Given text >>
......

13 responses to “Camellia japonica ‘Okan’”

  1. Denis Dooley

    A really fine camellia and one one of my favorites. It’s one of the few varieties with single blooms to do well at shows. There is an entirely separate international society devoted to the Higo camellia. The American Camellia Society recently recognized Higo as a distinct form from other single blooms.

    I am a camellia collector and go out of my way to collect Higos. I have attempted to get my hands on as many as possible. They really stand apart from other Camellia. By the way, if anyone has ‘Fuji’ in the US, please let me know, I’d be happy to trade scions.

    One of the best Higo gardens in the world is in actually in Italy, not Japan, at the estate of a retired pharmacist. His website devoted to Higos is at http://www.higocamellia.it/. Well worth checking out.

    If anyone happens to be in the Portland, Oregon area the first weekend of April, the American Camellia Society will be holding its annual convention in conjunction with the Oregon Camellia Society’s annual floral show in Newberg, Oregon.

  2. Paula

    What zones will this camelia thrive in?

    1. Denis

      Paula,

      Camellia japonica (which includes Higos) generally are safe in Zone 7 and above. The larger flowered C. reticulata, with exceptions, needs at least Zone 9. Many of the C x reticulata hybrids with C. japonica are good to Zone 7.

      Dr. Ackerman of the National Arboretum in Washington, D.C. created a number of hybrids with C. oleifera (the source of commercial camellia oil used in cosmetics) that are hardy to Zone 6, as are two C. japonica cultivars with Korean provenance, collected by Barry Yinger of Asiata Nursery fame in the 1980s. C. ‘Korean Fire’ and C. ‘Korean Snow’ are both available from Camellia Forest nursery and I think Korean Fire is distributed by Monrovia. The Ackerman hybrids generally contain the name “April” (e.g. C. ‘April Kiss’) or “Snow” (e.g. C. ‘Winter’s Snowman’). I would still consider these suspect in Zone 6 if your area has extended periods of cold, windy weather with very low humidity.

......

[Stored data entries]

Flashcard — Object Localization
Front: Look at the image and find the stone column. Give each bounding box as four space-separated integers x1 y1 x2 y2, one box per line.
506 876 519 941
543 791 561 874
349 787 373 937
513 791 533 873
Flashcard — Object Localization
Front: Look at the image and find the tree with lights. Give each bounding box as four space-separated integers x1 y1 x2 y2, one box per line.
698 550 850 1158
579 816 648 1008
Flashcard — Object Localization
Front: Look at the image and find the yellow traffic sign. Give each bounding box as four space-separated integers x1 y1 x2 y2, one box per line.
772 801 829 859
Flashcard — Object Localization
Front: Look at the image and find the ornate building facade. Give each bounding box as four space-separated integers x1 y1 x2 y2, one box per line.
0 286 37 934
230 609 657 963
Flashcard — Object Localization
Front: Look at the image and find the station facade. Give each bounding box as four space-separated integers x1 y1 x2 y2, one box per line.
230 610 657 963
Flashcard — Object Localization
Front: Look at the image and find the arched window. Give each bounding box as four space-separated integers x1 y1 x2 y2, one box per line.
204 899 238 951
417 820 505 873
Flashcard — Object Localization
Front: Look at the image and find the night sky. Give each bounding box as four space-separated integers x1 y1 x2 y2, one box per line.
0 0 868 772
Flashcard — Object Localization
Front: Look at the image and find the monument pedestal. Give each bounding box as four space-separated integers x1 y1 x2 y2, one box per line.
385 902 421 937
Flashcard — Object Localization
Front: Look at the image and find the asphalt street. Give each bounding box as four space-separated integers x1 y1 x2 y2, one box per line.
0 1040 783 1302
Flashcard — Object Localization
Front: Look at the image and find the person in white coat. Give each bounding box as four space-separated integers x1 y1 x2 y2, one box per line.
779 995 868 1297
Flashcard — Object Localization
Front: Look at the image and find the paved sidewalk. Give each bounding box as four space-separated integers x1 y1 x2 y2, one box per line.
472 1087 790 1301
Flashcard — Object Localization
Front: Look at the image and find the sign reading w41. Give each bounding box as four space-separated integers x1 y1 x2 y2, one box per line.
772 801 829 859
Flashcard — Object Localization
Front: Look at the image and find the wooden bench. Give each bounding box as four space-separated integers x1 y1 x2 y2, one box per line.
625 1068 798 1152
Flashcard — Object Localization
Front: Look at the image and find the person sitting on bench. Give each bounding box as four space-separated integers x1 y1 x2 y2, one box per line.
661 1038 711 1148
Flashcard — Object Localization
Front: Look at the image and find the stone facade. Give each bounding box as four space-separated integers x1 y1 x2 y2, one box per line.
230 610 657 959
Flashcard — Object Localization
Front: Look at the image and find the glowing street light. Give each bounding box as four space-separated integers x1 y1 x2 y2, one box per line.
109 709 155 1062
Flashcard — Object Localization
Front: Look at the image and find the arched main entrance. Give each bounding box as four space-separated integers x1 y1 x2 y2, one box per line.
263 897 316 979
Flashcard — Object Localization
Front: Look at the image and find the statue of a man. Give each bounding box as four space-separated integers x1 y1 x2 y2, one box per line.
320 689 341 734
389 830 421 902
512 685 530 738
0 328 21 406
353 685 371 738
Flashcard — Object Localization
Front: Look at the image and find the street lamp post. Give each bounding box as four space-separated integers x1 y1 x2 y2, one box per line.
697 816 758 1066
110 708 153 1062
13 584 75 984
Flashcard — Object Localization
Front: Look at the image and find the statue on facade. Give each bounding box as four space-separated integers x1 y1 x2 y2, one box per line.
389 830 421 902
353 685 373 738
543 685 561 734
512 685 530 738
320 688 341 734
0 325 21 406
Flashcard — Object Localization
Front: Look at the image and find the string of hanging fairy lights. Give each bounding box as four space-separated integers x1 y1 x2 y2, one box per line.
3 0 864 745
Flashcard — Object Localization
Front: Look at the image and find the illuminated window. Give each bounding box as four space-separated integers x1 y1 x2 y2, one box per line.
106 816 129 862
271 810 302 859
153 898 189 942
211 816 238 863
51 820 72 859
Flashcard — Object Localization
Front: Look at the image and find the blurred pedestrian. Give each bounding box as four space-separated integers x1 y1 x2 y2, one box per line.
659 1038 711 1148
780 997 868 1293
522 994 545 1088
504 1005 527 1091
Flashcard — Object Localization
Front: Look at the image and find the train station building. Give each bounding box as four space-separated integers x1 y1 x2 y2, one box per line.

......

Tasks >>
**A)** Answer these questions about the comments on Camellia japonica 'Okan':
(i) In which country is one of the best Higo gardens in the world?
(ii) What is the minimum zone that C. reticulata generally needs?
(iii) Who collected the cultivars 'Korean Fire' and 'Korean Snow', and in which decade?
**B)** Can you continue the comments on Camellia japonica 'Okan' from the point where they stop?

Results of the exercise >>
**A)**
(i) Italy, at the estate of a retired pharmacist.
(ii) Zone 9, with exceptions.
(iii) Barry Yinger, in the 1980s.

**B)**
  3. L.

    It´s a wonderful joy to receive your posts again! Thanks to all the team for this amazing work!

  4. Janeal Thompson

    Daniel,

    Thank you for your contributions–the descriptions are informative and the photos are wonderful.

  5. Gregory Palermo

    Your discussion of the plant’s cultural associations is a wonderful addition to the botanical information. Extremely interesting piece. Thank you.

  6. Wendy Cutler

    I found that comparison with C. japonica ‘Ashiya’ useful in understanding the “free stamens”, but there is a currently unfixable bug that prevents the link from displaying. If you right click and select Open in new tab (or window), you can get to the photo.

    1. Elsa Efran

      Thanks for this tip about how to view the other photo.

  7. Rosemarie Parker

    Daniel, the comments are not showing, and the link (from February listings) to comments does not work. Just FYI. Not really a comment – although I loved the photo so much I was interested in what others would say.

    1. Rosemarie Parker

      Of course, just by posting a comment, the problem fixes itself. Fascinating and frustrating. Sorry for the extraneous post; I was just trying to reach Daniel.